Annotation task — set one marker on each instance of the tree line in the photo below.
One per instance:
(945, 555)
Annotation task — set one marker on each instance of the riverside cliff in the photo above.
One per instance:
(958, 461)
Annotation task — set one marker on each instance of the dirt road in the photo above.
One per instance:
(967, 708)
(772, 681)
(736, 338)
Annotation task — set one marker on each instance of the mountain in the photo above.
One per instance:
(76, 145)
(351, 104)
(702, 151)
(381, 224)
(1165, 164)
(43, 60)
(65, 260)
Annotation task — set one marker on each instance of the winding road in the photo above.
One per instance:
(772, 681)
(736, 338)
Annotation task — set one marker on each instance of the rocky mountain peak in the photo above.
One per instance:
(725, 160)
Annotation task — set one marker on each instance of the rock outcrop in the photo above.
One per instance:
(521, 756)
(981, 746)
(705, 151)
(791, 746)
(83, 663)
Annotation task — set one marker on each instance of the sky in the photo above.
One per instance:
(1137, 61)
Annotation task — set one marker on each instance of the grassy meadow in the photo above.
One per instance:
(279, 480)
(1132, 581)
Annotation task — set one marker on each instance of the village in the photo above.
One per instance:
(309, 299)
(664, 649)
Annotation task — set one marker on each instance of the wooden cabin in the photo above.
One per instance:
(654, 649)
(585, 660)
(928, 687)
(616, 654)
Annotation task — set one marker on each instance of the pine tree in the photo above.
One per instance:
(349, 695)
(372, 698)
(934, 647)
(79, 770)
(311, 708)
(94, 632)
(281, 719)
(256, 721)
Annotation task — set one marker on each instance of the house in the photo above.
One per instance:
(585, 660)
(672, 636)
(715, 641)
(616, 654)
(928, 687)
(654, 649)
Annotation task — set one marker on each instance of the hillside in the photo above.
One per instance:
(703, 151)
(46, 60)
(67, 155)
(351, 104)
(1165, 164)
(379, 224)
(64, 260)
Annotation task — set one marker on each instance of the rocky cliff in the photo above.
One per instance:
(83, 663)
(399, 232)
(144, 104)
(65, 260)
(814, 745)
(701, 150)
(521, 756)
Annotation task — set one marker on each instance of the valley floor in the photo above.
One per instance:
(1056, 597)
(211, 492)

• • •

**Aim of the task:**
A single figure is expected: the count of lines in the data above that include the word "rocky".

**Your solution:**
2